# ASSIGNED TASK 1
Answer these questions using the text on the computer model of plant growth:
(a) At which university was the computer simulation designed?
(b) Which plant growth hormone does the simulation show concentrating at regularly spaced intervals?
(c) What branching pattern observed in lilac can be simulated using different parameter values?
# ASSIGNED TASK 2
Extend the text on the computer model of plant growth, starting after its final sentence.

Computer scientists in Canada have worked with botanists in Switzerland to build a 3D computer model which simulates how plants grow and develop beautiful shapes. Their model was able to accurately show how plants achieve phyllotaxis, this regular arrangement of lateral organs around a central axis. According to the researchers, this model will be used by botanists to complement and interpret laboratory experiments. But it also could be used as a basis for models of how other organisms, including animals, develop from primordial stem cells.
The computer simulation was designed at the University of Calgary by professor Przemyslaw Prusinkiewicz, and his team at the Graphics Jungle Research Lab, including PhD student Richard Smith, who describes the characteristics of the computer model.
"Biologists have many theories about why phyllotaxis exists but have always wondered how it happens," said Smith. "This model is exciting because it proposes a mechanism that works and can be used to try and prove some of the biological theories about the growth process."
Here is a short description of what the team achieved with this computer model.
Smith and Prusinkiewicz worked with the botanists in Switzerland to create a three-dimensional simulation of plant growth at the microscopic scale, simulating cell division and showing how concentrations of the fundamental plant growth hormone auxin appear at regularly-spaced intervals. This creates the striking spiral patterns of seeds observed in sunflowers, daisies, and many other plants. Other patterns, such as branching at right angles observed in lilac branching, can be also be simulated using different parameter values.

# ENTRIES SHOWN
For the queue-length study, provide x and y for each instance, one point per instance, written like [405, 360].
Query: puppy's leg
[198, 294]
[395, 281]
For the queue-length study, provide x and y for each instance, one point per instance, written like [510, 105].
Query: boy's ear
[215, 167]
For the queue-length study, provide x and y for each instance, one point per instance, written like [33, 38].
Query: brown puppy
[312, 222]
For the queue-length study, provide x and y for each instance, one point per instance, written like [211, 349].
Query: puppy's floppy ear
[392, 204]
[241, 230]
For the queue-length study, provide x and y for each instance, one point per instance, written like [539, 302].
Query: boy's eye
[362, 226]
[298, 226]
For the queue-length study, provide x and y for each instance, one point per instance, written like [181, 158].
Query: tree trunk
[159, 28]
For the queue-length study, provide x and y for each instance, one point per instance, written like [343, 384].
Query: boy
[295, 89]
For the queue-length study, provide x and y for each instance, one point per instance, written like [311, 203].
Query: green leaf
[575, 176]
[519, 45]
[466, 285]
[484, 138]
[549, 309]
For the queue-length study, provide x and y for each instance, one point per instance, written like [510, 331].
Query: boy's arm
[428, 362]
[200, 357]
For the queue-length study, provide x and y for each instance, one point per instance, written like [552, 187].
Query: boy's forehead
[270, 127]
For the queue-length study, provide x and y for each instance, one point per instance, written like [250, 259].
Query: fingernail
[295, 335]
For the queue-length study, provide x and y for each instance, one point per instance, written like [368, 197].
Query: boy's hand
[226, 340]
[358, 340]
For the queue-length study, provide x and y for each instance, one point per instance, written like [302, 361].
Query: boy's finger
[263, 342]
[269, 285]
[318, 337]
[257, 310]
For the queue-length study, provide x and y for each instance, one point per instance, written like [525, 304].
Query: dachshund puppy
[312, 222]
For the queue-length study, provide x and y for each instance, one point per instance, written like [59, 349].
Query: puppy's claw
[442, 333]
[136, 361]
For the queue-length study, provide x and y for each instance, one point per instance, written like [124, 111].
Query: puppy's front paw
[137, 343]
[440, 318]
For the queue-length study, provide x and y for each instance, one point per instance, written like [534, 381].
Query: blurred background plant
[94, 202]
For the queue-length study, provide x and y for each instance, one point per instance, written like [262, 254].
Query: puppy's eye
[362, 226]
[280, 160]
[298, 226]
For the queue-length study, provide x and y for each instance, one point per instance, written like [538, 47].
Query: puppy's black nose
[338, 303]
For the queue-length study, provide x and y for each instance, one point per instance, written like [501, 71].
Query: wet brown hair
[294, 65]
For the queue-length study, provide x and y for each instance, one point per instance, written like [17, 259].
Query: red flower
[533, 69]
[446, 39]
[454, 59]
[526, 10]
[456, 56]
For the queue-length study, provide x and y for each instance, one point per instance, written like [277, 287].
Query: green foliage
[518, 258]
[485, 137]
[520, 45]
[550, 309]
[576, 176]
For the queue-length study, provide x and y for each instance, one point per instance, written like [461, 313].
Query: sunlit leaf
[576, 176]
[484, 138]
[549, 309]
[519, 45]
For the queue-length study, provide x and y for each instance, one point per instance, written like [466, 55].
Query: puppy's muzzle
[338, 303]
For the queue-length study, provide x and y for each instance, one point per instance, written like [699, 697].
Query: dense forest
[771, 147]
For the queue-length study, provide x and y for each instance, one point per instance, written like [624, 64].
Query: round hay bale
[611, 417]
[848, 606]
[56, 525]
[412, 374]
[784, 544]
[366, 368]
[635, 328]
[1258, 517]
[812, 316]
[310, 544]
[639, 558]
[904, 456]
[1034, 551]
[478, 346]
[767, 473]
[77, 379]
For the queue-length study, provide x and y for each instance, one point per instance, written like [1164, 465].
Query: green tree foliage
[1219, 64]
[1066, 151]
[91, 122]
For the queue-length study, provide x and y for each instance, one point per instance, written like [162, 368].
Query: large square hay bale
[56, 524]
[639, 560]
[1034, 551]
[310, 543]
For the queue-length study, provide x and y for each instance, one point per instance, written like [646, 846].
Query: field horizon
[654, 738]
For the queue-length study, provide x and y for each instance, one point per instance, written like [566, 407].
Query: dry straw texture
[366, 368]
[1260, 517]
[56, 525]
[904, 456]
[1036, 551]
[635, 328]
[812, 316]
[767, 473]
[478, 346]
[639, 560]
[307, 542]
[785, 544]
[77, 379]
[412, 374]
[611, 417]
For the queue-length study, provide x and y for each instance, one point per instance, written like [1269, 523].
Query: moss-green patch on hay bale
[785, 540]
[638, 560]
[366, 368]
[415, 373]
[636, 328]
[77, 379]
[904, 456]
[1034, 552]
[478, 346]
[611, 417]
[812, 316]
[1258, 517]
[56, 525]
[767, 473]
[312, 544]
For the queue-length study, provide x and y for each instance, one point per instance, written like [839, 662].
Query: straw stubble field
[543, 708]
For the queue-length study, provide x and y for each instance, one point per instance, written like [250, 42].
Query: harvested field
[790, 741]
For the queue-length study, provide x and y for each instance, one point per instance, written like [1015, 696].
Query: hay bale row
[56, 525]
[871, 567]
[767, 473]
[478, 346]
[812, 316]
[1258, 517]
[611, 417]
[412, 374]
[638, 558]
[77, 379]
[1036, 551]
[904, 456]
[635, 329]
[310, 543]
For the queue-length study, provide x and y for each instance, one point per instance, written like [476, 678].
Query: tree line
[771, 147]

# EXPECTED OUTPUT 1
(a) The University of Calgary
(b) Auxin
(c) Branching at right angles

# EXPECTED OUTPUT 2
The researchers have used a plant called Arabidopsis for this project, but this is not the first time that they carefully studied this plant. For example, the pictures below some comparisons of sample Arabidopsis plants (A, C, E) with a model integrating a large amount of experimental data (B, D, F). These comparisons have been measured in 'hours from sowing' (hfs): A and B, at 264 hfs; C and D, at 417 hfs; E and F, at 491 hfs. And the scale bar represents 1 centimeter. (Credit: University of Calgary)
This research work has been published online as an open access paper by the Proceedings of the National Academy of Sciences under the name "A plausible model of phyllotaxis" on January 23, 2006. Here are two links to the abstract and the full paper (PDF format, 6 pages, 767 KB).
If you're interested in this subject, you also should read a previous paper published by Plant Physiology in October 2005 under the name "Quantitative Modeling of Arabidopsis Development" (Vol. 139, pp. 960-968). Here are the links to the abstract and to the full paper, from which the above illustration was extracted (PDF format, 9 pages, 263 KB).
The computer scientists think their computer model can be used for animals as well, but is this really feasible? We'll see.
In the mean time, you can use the plant modeling software developed at their Virtual Laboratory and develop your own applications.